[Begin Passage to read]

You are viewing a plain text version of this content. The canonical link for it is here.
Posted to commits@manifoldcf.apache.org by jm...@apache.org on 2022/01/24 09:48:55 UTC
svn commit: r1897405 - /manifoldcf/trunk/connectors/webcrawler/connector/src/main/java/org/apache/manifoldcf/crawler/connectors/webcrawler/WebcrawlerConnector.java

Author: jmssiera
Date: Mon Jan 24 09:48:55 2022
New Revision: 1897405

URL: http://svn.apache.org/viewvc?rev=1897405&view=rev
Log:
CONNECTORS-1665 WebConnector: Add activity records for excluded URLs

Modified:
    manifoldcf/trunk/connectors/webcrawler/connector/src/main/java/org/apache/manifoldcf/crawler/connectors/webcrawler/WebcrawlerConnector.java

Modified: manifoldcf/trunk/connectors/webcrawler/connector/src/main/java/org/apache/manifoldcf/crawler/connectors/webcrawler/WebcrawlerConnector.java
URL: http://svn.apache.org/viewvc/manifoldcf/trunk/connectors/webcrawler/connector/src/main/java/org/apache/manifoldcf/crawler/connectors/webcrawler/WebcrawlerConnector.java?rev=1897405&r1=1897404&r2=1897405&view=diff
==============================================================================
--- manifoldcf/trunk/connectors/webcrawler/connector/src/main/java/org/apache/manifoldcf/crawler/connectors/webcrawler/WebcrawlerConnector.java (original)
+++ manifoldcf/trunk/connectors/webcrawler/connector/src/main/java/org/apache/manifoldcf/crawler/connectors/webcrawler/WebcrawlerConnector.java Mon Jan 24 09:48:55 2022
@@ -545,7 +545,7 @@ public class WebcrawlerConnector extends
     while (index < list.size())
     {
       String urlCandidate = (String)list.get(index++);
-      String documentIdentifier = makeDocumentIdentifier(null,urlCandidate,filter);
+      String documentIdentifier = makeDocumentIdentifier(null,urlCandidate,filter, activities);
       if (documentIdentifier == null)
       {
         // Bad seed.  Log it, and continue!
@@ -616,7 +616,7 @@ public class WebcrawlerConnector extends
     for (String documentIdentifier : documentIdentifiers)
     {
       // Verify that the url is legal
-      if (!filter.isDocumentAndHostLegal(documentIdentifier))
+      if (!filter.isDocumentAndHostLegal(documentIdentifier,activities))
       {
         if (Logging.connectors.isDebugEnabled())

[End Passage to read]

Resume the commit diff for the web crawler connector from the point where it stops. You can skip the listing that comes next.

[Begin Extracted data]

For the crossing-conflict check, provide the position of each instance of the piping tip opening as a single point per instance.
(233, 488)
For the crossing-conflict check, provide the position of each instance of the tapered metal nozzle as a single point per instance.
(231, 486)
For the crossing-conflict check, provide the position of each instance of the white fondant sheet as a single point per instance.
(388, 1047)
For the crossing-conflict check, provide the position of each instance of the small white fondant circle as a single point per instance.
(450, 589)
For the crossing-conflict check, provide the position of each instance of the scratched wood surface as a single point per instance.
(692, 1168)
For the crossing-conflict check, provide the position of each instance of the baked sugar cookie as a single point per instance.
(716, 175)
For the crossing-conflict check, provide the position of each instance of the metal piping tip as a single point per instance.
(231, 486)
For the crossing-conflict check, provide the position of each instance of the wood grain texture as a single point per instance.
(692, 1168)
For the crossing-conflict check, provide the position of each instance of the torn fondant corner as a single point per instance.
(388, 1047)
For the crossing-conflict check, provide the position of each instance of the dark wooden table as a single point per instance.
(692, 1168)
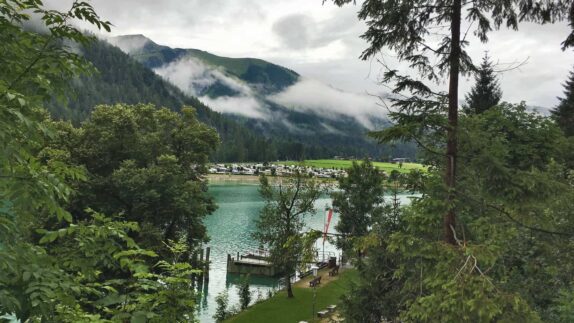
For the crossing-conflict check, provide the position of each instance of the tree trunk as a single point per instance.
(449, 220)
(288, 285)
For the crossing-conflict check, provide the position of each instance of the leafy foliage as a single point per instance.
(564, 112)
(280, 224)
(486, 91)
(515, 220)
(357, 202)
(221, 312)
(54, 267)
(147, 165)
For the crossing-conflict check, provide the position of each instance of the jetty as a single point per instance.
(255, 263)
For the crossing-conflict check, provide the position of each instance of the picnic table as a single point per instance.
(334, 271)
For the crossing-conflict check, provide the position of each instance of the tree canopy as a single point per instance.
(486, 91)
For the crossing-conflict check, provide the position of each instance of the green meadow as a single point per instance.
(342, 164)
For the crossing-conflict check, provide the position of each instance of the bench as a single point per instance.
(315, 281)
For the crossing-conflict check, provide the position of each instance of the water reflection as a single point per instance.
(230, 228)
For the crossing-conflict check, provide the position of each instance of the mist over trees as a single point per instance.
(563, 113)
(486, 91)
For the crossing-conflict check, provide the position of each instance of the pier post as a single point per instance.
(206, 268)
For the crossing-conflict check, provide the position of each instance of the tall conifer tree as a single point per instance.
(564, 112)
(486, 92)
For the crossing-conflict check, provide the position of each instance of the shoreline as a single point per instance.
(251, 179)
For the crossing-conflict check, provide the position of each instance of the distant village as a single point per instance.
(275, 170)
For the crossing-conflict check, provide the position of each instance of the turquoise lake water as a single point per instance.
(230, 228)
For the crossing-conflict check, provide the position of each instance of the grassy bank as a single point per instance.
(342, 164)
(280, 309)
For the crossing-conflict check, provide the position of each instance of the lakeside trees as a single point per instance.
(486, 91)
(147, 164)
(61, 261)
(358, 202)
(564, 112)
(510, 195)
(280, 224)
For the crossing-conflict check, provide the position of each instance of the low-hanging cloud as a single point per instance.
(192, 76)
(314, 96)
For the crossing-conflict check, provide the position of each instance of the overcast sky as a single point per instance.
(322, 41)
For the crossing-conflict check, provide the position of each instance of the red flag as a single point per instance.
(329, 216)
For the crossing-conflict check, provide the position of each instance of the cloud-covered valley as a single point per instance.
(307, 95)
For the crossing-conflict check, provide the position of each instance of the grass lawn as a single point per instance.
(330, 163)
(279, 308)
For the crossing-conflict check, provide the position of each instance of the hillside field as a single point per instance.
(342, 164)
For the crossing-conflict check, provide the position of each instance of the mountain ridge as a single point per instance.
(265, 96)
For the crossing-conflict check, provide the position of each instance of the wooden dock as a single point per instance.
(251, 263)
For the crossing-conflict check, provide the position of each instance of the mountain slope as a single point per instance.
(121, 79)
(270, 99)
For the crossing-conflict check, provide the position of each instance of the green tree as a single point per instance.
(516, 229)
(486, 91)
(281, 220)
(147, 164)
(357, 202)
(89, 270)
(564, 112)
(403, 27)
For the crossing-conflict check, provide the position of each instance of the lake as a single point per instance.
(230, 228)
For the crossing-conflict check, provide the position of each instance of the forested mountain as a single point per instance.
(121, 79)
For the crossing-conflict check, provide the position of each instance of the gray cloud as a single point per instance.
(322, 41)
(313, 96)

[End Extracted data]
[Begin Extracted data]

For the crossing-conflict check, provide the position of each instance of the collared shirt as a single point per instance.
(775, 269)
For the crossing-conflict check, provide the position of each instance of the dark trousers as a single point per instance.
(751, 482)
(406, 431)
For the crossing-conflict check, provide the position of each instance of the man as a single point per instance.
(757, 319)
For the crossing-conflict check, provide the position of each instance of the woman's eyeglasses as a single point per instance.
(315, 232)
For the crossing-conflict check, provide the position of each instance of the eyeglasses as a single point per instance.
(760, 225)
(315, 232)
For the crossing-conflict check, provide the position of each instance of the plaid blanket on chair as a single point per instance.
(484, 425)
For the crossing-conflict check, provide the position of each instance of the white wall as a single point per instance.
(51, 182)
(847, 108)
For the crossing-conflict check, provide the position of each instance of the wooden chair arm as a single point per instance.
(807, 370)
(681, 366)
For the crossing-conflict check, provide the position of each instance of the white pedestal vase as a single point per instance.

[End Extracted data]

Reply →
           Logging.connectors.debug("WEB: Removing url '"+documentIdentifier+"' because it's not in the set of allowed ones");
@@ -1320,7 +1320,7 @@ public class WebcrawlerConnector extends
         return;
       }
 
-      String ingestURL = filter.isDocumentIndexable(documentIdentifier);
+      String ingestURL = filter.isDocumentIndexable(documentIdentifier,activities);
       if (ingestURL == null)
       {
         if (Logging.connectors.isDebugEnabled())
@@ -3400,7 +3400,7 @@ public class WebcrawlerConnector extends
   *@param filter the filter object, used to remove unmatching URLs.
   *@return the canonical URL (the document identifier), or null if the url was illegal.
   */
-  protected String makeDocumentIdentifier(String parentIdentifier, String rawURL, DocumentURLFilter filter)
+  protected String makeDocumentIdentifier(String parentIdentifier, String rawURL, DocumentURLFilter filter, IHistoryActivity activities)
     throws ManifoldCFException
   {
     try
@@ -3462,7 +3462,7 @@ public class WebcrawlerConnector extends
       }
 
       // Check to be sure the canonicalized URL is in fact one of the ones we want to include
-      if (!filter.isDocumentLegal(id))
+      if (!filter.isDocumentLegal(id, activities))
         return null;
 
       return id;
@@ -3897,7 +3897,7 @@ public class WebcrawlerConnector extends
     public void noteDiscoveredBase(String rawURL)
       throws ManifoldCFException
     {
-      String newIdentifier = makeDocumentIdentifier(baseDocumentIdentifier,rawURL,filter);
+      String newIdentifier = makeDocumentIdentifier(baseDocumentIdentifier,rawURL,filter,activities);
       if (newIdentifier != null)
         baseDocumentIdentifier = newIdentifier;
     }
@@ -3909,7 +3909,7 @@ public class WebcrawlerConnector extends
     public void noteDiscoveredLink(String rawURL)
       throws ManifoldCFException
     {
-      String newIdentifier = makeDocumentIdentifier(baseDocumentIdentifier,rawURL,filter);
+      String newIdentifier = makeDocumentIdentifier(baseDocumentIdentifier,rawURL,filter,activities);
       if (newIdentifier != null)
       {
         if (Logging.connectors.isDebugEnabled())
@@ -5908,10 +5908,11 @@ public class WebcrawlerConnector extends
     }
     
     /** Check if both a document and host are legal.
+     * @throws ManifoldCFException 
     */
-    public boolean isDocumentAndHostLegal(String url)
+    public boolean isDocumentAndHostLegal(String url, IHistoryActivity activities) throws ManifoldCFException
     {
-      if (!isDocumentLegal(url))
+      if (!isDocumentLegal(url, activities))
         return false;
       if (seedHosts == null)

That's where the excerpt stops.